Top of Supplied text
Patient stories

Leg pain slowing you down? Don't ignore peripheral artery disease

Bernel Bayliss is no stranger to heart disease. He had heart bypass surgery at age 51 and can track the disease through several generations of his family. That includes both parents and several of his siblings.

But heart disease is not his only health concern. Bayliss has learned that the same disease process that causes chest pain and can lead to a heart attack can cause leg pain and lead to limb loss.

When arteries in the heart are blocked, it's called coronary artery disease. When other arteries are blocked, such as those in the legs, it's called peripheral artery disease, or PAD.

PAD under-recognized

"Unfortunately, most people recognize the symptoms only when they affect the heart," said William McMillan, MD, a vascular surgeon with Metropolitan Heart and Vascular Institute. "They don't realize that if they have leg pain, there may be a problem with circulation in the legs."

Symptoms of PAD include aching, heaviness or cramping in the calf, thigh or hip that occurs with walking and improves after resting a few minutes. If the blockage is severe, there may be pain even when at rest. Without adequate blood flow, tissue damage may occur. In addition, PAD may signal circulation problems in other areas of the body.

"Because many people attribute the leg pain to getting older or weaker, PAD is probably undertreated," said Thomas Biggs, MD, medical director of United Vascular Clinic. "It's important to treat PAD for the health of the legs, heart and brain."

Risk factors

Risk factors for PAD include a family history of heart disease, smoking, high cholesterol, high blood pressure and diabetes.
Bottom of Supplied text
Top of The data
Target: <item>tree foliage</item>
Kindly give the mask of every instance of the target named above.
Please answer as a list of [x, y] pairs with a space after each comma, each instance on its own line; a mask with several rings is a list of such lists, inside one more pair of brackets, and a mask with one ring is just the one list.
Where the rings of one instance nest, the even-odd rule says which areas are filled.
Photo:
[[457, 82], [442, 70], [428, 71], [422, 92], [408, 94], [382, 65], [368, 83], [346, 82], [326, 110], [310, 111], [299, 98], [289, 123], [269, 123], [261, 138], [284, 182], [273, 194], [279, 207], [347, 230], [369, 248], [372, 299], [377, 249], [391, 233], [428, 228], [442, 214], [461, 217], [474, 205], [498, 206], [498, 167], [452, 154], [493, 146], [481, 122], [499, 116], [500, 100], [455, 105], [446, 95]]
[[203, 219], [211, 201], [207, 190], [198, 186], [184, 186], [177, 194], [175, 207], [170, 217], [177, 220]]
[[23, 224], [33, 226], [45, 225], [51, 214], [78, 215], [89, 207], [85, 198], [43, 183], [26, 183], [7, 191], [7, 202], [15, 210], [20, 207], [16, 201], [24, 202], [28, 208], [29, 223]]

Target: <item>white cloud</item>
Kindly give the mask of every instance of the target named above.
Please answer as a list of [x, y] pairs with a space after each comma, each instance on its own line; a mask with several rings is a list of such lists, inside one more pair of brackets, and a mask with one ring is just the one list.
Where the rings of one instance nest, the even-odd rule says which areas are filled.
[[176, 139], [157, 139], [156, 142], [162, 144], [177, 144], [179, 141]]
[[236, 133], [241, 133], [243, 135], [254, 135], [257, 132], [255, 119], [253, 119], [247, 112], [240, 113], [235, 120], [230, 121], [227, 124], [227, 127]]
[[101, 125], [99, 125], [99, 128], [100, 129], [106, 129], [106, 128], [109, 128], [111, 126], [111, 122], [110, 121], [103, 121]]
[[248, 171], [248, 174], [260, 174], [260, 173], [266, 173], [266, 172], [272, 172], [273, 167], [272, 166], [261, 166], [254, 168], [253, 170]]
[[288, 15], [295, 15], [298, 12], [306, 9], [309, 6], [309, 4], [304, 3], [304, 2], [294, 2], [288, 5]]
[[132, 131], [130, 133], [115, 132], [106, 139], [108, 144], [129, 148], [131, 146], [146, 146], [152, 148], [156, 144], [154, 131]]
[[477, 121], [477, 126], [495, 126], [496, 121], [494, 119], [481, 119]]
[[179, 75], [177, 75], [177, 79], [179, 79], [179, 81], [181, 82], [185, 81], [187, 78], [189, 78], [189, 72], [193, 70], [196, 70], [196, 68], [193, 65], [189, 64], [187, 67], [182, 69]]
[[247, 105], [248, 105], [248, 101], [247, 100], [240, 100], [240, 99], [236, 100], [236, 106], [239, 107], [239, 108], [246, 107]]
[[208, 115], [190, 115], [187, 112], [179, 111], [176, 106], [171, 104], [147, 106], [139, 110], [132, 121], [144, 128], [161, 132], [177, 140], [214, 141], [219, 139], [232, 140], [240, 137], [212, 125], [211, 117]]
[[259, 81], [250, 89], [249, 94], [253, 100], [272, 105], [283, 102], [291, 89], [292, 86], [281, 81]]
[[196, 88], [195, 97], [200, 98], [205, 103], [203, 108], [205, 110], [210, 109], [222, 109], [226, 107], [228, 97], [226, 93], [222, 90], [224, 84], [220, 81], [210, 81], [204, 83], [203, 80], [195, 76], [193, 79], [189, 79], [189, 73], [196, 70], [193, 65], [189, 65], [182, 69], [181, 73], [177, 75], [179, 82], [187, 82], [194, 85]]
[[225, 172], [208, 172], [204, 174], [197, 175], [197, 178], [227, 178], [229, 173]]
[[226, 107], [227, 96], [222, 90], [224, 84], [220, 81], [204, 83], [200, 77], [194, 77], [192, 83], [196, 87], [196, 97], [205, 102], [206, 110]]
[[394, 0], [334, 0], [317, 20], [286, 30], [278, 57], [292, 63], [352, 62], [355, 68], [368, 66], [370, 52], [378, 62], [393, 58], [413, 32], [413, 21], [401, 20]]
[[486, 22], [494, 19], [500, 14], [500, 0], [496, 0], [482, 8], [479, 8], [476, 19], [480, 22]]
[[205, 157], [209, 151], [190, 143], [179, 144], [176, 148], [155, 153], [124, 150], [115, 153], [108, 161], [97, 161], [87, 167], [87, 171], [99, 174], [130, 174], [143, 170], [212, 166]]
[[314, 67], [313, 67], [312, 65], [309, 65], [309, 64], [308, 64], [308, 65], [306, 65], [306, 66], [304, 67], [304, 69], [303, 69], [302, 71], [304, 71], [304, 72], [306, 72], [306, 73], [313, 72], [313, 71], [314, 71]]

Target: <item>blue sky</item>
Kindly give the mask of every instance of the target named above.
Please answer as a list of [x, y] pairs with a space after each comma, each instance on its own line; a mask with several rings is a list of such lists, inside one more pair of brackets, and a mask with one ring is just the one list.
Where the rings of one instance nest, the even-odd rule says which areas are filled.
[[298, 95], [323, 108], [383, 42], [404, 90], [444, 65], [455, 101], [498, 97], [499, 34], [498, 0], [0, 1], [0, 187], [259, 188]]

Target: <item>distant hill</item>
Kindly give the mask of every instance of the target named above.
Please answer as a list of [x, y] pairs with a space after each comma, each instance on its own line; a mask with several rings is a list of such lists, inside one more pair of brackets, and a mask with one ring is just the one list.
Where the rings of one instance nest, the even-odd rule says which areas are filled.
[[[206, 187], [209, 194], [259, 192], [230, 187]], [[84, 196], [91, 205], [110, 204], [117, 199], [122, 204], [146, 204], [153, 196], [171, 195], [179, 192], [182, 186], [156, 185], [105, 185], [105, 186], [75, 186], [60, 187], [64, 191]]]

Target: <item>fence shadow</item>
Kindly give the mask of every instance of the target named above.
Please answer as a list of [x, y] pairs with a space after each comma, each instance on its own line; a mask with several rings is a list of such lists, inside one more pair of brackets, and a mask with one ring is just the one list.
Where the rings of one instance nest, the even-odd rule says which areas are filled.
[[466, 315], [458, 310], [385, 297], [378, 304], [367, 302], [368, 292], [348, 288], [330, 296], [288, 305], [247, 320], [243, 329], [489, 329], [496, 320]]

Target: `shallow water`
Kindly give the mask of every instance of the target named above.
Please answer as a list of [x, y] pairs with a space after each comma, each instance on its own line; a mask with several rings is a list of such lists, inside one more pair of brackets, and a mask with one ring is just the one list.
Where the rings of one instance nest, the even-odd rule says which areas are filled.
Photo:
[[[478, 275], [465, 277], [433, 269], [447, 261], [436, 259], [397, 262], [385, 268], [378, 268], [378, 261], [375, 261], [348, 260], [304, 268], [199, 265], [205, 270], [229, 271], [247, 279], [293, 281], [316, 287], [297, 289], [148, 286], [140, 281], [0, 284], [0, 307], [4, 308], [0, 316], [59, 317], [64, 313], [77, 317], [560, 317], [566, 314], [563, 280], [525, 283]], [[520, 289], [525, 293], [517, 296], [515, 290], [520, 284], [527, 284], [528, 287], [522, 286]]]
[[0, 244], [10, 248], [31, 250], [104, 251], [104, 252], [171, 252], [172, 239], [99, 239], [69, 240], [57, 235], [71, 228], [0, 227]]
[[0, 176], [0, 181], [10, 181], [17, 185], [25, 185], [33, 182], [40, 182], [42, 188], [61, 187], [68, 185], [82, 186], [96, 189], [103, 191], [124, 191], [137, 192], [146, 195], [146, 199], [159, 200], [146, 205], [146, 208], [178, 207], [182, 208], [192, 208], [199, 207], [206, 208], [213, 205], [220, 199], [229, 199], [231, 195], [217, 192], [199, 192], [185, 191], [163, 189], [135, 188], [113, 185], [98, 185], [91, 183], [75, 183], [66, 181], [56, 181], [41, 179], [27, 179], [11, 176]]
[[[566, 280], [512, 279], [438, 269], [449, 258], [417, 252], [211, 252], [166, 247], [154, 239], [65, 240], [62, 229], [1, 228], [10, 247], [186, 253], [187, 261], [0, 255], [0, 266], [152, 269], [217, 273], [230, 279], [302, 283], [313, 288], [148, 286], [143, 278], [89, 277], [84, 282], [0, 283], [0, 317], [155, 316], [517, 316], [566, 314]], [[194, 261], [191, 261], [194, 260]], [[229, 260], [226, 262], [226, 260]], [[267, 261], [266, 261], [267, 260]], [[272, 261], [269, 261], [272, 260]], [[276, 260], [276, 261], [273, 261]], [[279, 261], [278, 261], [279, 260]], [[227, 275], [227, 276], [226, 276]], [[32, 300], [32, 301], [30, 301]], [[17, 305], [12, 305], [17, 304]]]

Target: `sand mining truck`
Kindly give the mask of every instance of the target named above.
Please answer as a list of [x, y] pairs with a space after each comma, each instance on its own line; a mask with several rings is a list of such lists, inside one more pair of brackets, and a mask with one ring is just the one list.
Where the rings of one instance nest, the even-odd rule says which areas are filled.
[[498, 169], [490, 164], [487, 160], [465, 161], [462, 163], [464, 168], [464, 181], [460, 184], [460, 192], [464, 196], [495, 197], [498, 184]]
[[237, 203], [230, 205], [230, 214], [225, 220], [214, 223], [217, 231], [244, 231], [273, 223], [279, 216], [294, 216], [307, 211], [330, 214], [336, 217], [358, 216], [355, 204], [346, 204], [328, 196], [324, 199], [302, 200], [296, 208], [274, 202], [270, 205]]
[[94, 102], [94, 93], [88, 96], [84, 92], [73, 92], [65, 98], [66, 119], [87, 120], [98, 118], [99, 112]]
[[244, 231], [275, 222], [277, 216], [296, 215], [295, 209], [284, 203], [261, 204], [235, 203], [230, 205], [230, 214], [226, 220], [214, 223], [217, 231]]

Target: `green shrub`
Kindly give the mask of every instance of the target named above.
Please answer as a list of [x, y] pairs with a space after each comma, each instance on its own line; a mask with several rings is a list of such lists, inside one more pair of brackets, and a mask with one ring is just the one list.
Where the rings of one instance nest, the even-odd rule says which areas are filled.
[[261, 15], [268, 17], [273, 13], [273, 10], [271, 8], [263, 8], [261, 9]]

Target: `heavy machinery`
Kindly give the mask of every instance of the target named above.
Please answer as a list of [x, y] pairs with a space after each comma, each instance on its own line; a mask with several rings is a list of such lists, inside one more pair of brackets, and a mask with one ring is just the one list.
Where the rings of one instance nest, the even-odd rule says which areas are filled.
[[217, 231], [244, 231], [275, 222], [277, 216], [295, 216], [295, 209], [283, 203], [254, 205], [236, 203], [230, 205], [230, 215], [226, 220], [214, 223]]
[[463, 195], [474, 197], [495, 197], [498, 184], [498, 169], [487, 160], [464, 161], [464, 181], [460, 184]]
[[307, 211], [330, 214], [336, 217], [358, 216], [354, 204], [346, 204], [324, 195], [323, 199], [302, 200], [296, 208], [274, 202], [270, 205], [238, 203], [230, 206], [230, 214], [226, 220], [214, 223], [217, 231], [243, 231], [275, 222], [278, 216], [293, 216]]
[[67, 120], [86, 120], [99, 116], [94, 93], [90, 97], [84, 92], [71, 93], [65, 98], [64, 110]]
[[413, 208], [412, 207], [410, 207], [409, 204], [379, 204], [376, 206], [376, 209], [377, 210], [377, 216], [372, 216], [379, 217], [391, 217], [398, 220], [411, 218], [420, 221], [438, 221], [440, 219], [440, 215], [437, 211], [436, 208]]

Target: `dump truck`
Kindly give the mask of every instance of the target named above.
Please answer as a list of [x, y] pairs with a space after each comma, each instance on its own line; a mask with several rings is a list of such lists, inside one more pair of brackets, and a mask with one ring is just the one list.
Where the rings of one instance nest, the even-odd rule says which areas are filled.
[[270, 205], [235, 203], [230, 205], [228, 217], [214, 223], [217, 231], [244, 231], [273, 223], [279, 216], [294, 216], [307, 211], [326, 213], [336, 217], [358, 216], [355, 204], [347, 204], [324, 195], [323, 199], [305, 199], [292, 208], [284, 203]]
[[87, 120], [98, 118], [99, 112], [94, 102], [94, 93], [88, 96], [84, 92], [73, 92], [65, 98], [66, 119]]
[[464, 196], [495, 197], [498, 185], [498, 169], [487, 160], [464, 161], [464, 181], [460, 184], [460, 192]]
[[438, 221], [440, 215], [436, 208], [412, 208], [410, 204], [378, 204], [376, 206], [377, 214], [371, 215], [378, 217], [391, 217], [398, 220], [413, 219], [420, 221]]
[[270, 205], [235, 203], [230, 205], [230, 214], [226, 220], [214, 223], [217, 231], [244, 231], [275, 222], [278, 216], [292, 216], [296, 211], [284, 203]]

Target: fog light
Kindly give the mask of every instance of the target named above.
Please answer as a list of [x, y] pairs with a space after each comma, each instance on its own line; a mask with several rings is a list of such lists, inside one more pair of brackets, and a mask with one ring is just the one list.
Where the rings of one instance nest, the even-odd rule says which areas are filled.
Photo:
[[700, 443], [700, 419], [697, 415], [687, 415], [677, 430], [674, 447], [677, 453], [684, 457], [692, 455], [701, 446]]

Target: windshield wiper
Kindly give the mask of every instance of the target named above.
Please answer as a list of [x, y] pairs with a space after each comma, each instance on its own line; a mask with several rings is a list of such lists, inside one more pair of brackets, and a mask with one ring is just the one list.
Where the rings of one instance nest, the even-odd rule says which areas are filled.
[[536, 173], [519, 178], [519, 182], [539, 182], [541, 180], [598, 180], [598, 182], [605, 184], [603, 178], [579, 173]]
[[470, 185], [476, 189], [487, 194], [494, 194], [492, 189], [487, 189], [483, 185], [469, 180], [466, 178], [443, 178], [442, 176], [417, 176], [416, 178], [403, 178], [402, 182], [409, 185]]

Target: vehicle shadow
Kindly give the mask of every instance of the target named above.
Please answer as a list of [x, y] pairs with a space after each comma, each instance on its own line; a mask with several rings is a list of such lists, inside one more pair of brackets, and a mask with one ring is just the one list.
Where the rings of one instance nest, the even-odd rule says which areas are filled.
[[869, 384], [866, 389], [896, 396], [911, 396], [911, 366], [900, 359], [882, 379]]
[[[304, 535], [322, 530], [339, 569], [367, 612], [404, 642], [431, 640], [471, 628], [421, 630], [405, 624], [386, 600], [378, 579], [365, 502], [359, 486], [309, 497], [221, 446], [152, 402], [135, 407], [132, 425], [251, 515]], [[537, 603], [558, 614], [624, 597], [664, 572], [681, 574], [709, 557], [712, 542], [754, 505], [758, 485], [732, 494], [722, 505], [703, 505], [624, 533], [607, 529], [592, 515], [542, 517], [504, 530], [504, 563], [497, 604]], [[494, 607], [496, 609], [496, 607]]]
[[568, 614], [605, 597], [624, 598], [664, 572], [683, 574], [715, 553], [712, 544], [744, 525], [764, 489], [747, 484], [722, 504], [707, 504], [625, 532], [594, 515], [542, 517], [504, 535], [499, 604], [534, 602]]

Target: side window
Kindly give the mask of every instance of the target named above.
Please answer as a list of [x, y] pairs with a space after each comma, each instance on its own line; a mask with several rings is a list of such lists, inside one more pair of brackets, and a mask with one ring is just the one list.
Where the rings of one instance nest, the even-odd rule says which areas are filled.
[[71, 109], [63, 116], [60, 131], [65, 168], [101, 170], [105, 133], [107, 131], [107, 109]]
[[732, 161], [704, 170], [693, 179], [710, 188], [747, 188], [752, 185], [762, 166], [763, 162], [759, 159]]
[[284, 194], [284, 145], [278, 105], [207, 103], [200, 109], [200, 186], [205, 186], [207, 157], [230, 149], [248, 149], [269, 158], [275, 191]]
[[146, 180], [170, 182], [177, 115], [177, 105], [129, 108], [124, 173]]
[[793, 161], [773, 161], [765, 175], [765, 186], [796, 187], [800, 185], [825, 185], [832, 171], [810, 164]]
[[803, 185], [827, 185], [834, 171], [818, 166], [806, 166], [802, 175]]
Bottom of The data
§ Explore the material
1. In the peripheral artery disease article, at what age did Bernel Bayliss have heart bypass surgery?
2. Print the peripheral artery disease article from "Patient stories" up to and including "of his siblings.".
You can disregard the entries for what follows.

§ Set of answers
1. At age 51.

2.
Patient stories

Leg pain slowing you down? Don't ignore peripheral artery disease

Bernel Bayliss is no stranger to heart disease. He had heart bypass surgery at age 51 and can track the disease through several generations of his family. That includes both parents and several of his siblings.